Jul 18, 2019 19:42
Как и все лучшие творения Кафки, «Процесс» - вещь настолько причудливая, особенная и не вписывающаяся ни в какие рамки, что трудно применить к ней расхожую банальность «шедевра» или «гениальности», так как они придутся ей не в пору. Грандиозная звучность и масштабность этих слов подходят, скорее, величественному собору, эпической поэме, гармоничной во всех смыслах статуе - но не этому иррациональному существу, сотканному из предчувствий, гротесков и нагромождений абсурда, уловить и назвать которые своим именем так же непросто, как описать достоверно сон, от которого только что очнулся, или забыв, или утратив возможность объяснить его «странность». Кафка же бродит по лабиринту этих ощущений, ориентируясь в нём так же уверенно, как мы ориентируемся в метро или в отделах торгового центра.
Как и мы, он навряд ли сумеет объяснить их - но его способность быть приёмником, а затем - и передатчиком, доносящим сигнал без потерь, так что он сразу распознаётся, поражает и завораживает каждый раз, как ты вновь настраиваешься на эти волны. То, что никто лучше него не изобразил иерархию власти, представляющуюся обыкновенному человеку безумно-бесполезным и бесконечно-бюрократическим кошмаром наяву, не подлежит никакому сомнению. Суд, разрастающийся до размеров мифической организации, чьей вершины достичь невозможно, суд, ведущий против человека процесс, неизвестно в чём заключающийся, суд, терпящий, но не признающий и не пускающий адвокатов на допросы и заседания, суд, держащий потомственных художников для изображения судей в строго определённых образах и позах - это настолько же фантастически и дико, насколько и безоговорочно правдиво, если говорить обо всём упомянутом как о художественных образах.

- [ПРЕДОСТАВЛЕННЫЕ СТРОКИ]:
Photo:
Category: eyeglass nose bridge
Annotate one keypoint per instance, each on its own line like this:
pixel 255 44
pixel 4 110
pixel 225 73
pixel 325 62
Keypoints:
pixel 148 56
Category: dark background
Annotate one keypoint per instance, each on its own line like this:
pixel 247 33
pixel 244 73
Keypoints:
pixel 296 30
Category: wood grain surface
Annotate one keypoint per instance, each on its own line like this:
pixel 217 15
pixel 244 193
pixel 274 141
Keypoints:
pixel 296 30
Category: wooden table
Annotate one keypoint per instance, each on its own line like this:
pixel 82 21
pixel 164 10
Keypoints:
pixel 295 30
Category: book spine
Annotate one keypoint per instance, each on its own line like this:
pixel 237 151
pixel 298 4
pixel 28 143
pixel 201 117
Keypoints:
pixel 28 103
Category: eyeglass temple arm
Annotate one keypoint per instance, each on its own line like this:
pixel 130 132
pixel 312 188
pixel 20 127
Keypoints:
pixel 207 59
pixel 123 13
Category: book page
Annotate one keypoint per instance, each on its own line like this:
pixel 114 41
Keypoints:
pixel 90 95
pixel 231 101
...
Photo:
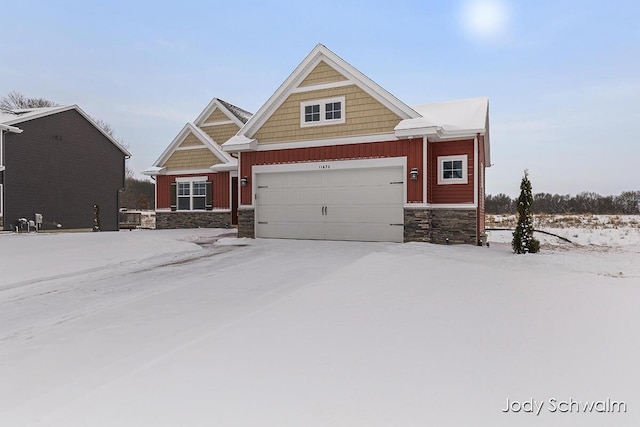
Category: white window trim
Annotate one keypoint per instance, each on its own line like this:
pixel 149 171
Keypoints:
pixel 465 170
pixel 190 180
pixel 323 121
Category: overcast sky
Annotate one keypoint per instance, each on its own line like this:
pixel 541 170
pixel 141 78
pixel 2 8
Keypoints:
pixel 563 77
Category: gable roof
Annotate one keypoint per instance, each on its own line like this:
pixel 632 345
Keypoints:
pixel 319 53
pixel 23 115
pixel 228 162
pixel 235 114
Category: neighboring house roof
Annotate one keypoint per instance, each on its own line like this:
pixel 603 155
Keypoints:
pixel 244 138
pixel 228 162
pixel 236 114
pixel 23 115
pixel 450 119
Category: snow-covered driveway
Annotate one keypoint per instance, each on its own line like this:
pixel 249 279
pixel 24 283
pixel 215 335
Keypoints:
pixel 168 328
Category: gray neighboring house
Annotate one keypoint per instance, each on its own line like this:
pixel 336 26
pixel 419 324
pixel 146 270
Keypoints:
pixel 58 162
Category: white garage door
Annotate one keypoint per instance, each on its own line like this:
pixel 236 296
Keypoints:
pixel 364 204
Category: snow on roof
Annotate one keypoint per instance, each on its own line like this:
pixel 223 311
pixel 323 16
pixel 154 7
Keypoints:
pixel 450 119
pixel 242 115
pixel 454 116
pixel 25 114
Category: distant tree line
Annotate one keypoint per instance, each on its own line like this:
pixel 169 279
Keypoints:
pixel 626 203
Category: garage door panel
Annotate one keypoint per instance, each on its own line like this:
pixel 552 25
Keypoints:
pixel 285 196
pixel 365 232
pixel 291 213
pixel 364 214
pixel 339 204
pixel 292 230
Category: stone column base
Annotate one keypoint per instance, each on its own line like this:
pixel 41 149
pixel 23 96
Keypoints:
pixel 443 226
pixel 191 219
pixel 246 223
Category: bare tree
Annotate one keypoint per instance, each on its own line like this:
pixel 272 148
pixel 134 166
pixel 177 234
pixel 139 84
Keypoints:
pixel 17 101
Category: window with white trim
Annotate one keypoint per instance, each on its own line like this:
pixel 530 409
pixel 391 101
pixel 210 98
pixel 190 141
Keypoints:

- [ЧТО НУЖНО СДЕЛАТЬ]:
(1) Почему, согласно отзыву о «Процессе» Кафки, к этому роману трудно применить слова «шедевр» или «гениальность»? Объясните в одном–трёх предложениях.
(2) Для чего, как сказано в отзыве о «Процессе» Кафки, суд держит потомственных художников?
(3) Допишите следующую часть отзыва о «Процессе» Кафки, начав сразу после его последнего предложения.

- [ОТВЕТЫ К ЗАДАНИЯМ]:
(1) Звучность и масштабность этих слов подходят скорее величественному собору, эпической поэме или гармоничной статуе. «Процесс» же представляет собой иррациональное существо, сотканное из предчувствий, гротесков и нагромождений абсурда, поэтому такие определения ему не впору.

(2) Для изображения судей в строго определённых образах и позах.

(3)
Манера героев Кафки растекаться в подробнейших объяснениях в надежде доказать что-то и прояснить, когда всё безнадёжно по условию - она может и раздражать, и даже явно утомлять - но она и есть тело и язык произведения, на котором абсурдный мир разговаривает с рациональным человеком. Доказывая, прежде всего, что рациональность здесь абсолютно и удручающе неуместна - хотя иллюзия её успеха, приводящего к каким-то действиям, будет сохраняться до самого конца, пытаясь дать нам вместе с К. хоть какую-то почву под ногами, чтобы в отчаянном ужасе мы не взывали к справедливости. Или, чего хуже - к здравому смыслу. Ведь по неведомой, но почему-то всегда понятной логике, недавних стражей обвиняемого секут в подсобке банка, где он работает, имя столяра неизбежно приводит в судебную канцелярию - так же как и квартира художника, и вообще - любое место и любой человек, случайно встреченный на дороге. Зловеще-ироничное замечание художника, что «всё имеет отношение к суду», оказывается не таким уж и ироничным. Но восхитительнее всего - отношение самого К., который не только не теряется и не отступает перед трудностями, но самоуверенно, а порой - и неожиданно дерзко вступает в противоборство с безликим и безразмерным колоссом судопроизводства, повалить которого, разумеется, не в силах. Тем фантастичнее, безумнее и смешнее, что герой с каким-то легкомысленным и напускным равнодушием увлекается случайными женщинами, которые сами так и валятся к нему в руки (что оборачивается, как и всё, жестоким и насмешливым обманом) - после чего презрительно отталкивает и бросает их - и вообще вступает в отношения с людьми, которые ничего ему дать не могут, тратя на это немыслимое количество времени и сил.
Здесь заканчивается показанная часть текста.